### TASKS
[a] Answer these questions about the excerpt on the book's title and cover:
(i) What name did the author first give the book when saving it on the computer?
(ii) Who pointed out the example of the right side of the brain controlling the left side of the body?
(iii) What picture did the author choose for the back cover?
[b] List every title the excerpt on the book's title and cover says the book was given, in the order mentioned.
[c] From the excerpt on the book's title and cover, quote everything from "I started by" down to "your book cover?".
** DOCUMENT SEGMENT follows **
I started by calling this book Matthew’s Book (name has been changed to protect the privacy of my son) just to put a name on it when I saved it on my computer, then I changed it to Striking the Match because one of my son’s journal entries mentions striking a match and I thought the analogy of the match changing from cold to hot worked well, but it wasn’t quite right until I honed in on Cutting the Soul. This title summed up everything about the story in three words.
Who designed your book cover?
The cover of my book is a self-portrait of my son. He is an amazing artist and I felt that the picture conveyed a dark mood and feeling. He didn’t draw this specifically for my book, this was an art piece he had done several years prior to my writing, but it seemed to fit perfectly. The fascinating example of the right side of the brain controlling the left side of the body was pointed out to me by a friend in the psychology field. The right side of the face in the illustration is in shadow, the left side of the brain, that controls the right side of the body, is responsible for understanding and use of language, memory, and detailed analysis of information. During my son’s darkest times, his ability to communicate and interpret information was poor or I could say shadowed. The artwork depicts this state of mind beautifully. I choose the back cover picture of a phoenix because this is how I see my son, “a powerful being with the strength and ability to rise above harrowing and tragic circumstances and recreate himself.” The covers have a mixture of dark and light, creating an element that is a thread throughout the book. I had specific ideas of how I wanted the cover to work and my graphic design team helped me with the final product.
** End of DOCUMENT SEGMENT **
** RECORDS PROVIDED follows **
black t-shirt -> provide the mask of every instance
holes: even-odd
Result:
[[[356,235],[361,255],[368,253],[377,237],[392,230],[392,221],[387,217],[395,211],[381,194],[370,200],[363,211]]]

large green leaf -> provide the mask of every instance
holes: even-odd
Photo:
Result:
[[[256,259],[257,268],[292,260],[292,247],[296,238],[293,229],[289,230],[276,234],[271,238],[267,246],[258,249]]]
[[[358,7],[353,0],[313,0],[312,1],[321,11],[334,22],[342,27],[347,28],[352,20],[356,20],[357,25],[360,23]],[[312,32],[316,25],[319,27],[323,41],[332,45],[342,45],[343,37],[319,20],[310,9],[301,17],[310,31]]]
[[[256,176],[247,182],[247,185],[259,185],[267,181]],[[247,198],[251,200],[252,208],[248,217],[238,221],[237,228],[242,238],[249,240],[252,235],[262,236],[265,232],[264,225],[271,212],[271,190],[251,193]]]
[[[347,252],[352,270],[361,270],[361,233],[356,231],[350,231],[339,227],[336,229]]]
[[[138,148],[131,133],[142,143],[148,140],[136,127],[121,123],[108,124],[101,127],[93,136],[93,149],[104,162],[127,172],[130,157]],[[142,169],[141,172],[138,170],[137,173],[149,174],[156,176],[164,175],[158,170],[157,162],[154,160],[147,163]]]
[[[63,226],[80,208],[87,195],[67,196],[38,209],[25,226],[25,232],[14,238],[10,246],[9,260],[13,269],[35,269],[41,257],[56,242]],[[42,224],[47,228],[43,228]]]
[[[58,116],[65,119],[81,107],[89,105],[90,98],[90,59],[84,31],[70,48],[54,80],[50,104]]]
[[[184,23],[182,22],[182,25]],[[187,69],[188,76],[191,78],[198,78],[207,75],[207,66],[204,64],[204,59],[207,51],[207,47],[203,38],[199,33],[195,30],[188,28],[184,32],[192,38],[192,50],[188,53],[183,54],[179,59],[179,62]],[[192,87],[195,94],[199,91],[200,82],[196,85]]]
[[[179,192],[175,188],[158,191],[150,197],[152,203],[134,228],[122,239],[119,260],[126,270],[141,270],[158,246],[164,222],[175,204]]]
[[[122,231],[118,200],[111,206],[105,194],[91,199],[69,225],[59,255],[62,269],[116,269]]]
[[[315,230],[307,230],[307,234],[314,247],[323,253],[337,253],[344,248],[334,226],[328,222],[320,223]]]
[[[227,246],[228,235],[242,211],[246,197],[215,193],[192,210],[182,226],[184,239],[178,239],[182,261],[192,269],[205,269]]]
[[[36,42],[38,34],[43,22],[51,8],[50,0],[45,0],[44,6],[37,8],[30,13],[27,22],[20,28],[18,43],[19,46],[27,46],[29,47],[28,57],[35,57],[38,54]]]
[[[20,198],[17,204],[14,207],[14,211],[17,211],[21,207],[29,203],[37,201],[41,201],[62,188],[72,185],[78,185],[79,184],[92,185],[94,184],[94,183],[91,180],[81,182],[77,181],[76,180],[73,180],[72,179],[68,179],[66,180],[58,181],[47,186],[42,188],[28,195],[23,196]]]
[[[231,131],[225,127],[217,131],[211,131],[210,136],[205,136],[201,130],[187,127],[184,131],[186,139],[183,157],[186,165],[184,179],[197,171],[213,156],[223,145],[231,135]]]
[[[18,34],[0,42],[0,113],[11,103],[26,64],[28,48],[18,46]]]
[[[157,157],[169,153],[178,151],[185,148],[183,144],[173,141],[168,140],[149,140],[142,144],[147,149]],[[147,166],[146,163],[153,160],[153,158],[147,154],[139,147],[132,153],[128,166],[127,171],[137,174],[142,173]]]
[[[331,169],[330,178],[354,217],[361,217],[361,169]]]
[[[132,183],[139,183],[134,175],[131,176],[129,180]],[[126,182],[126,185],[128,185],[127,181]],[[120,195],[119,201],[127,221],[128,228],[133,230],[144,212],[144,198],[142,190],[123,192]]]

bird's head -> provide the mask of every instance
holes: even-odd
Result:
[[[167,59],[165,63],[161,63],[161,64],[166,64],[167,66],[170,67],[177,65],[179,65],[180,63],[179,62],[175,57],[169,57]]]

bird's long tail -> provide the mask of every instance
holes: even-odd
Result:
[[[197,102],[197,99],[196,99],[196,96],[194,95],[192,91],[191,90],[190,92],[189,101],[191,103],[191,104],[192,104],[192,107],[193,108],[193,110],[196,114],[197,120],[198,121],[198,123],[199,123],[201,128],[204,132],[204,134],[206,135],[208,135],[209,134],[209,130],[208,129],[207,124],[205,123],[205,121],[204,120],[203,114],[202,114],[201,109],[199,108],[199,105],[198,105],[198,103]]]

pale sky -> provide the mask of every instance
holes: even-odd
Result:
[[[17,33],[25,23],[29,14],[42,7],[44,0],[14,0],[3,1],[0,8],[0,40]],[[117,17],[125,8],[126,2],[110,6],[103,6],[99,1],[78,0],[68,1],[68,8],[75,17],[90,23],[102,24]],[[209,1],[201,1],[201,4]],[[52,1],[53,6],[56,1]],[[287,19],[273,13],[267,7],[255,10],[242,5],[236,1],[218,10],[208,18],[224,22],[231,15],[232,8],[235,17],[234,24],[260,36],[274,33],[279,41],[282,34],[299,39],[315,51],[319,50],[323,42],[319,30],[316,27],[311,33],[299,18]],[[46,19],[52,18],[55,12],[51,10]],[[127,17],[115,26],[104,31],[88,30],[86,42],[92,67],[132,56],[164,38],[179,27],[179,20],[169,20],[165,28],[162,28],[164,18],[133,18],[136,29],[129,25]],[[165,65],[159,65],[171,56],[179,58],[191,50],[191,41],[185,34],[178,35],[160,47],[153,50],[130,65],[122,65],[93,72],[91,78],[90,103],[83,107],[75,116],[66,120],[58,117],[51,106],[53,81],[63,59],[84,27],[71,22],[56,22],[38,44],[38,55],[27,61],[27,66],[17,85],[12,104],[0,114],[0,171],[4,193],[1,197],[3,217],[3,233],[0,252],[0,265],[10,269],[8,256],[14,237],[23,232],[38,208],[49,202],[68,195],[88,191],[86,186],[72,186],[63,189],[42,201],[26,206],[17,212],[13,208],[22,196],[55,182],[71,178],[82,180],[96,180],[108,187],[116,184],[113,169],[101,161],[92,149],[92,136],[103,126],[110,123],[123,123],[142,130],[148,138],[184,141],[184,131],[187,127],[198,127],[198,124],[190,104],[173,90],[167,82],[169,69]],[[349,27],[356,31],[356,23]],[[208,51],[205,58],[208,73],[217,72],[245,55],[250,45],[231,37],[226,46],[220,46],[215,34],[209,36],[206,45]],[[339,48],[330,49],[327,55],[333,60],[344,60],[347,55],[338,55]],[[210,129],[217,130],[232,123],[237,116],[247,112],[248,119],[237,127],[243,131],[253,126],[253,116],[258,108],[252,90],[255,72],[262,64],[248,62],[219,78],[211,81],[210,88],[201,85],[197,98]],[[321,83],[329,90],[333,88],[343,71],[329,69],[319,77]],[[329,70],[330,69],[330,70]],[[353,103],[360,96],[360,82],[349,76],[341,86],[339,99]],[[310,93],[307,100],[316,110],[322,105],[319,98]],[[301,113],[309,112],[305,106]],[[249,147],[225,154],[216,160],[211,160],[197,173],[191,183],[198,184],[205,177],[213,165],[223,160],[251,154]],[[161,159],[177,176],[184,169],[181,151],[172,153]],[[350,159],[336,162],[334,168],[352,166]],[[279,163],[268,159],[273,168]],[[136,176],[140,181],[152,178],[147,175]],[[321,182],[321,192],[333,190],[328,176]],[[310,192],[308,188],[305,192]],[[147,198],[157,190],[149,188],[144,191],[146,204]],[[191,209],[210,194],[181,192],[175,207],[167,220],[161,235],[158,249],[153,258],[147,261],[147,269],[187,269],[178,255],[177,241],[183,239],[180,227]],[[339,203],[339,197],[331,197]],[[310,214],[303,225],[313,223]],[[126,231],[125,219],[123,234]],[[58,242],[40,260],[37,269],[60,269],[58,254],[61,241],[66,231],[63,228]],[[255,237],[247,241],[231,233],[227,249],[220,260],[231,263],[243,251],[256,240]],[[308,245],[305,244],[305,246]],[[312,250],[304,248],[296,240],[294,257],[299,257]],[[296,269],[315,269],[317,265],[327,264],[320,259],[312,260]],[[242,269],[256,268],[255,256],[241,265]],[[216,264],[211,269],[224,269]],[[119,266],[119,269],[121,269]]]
** End of RECORDS PROVIDED **
### SOLUTIONS TO THE TASKS
[a]
(i) Matthew's Book
(ii) A friend in the psychology field
(iii) A phoenix

[b]
Matthew's Book
Striking the Match
Cutting the Soul

[c]
I started by calling this book Matthew’s Book (name has been changed to protect the privacy of my son) just to put a name on it when I saved it on my computer, then I changed it to Striking the Match because one of my son’s journal entries mentions striking a match and I thought the analogy of the match changing from cold to hot worked well, but it wasn’t quite right until I honed in on Cutting the Soul. This title summed up everything about the story in three words.
Who designed your book cover?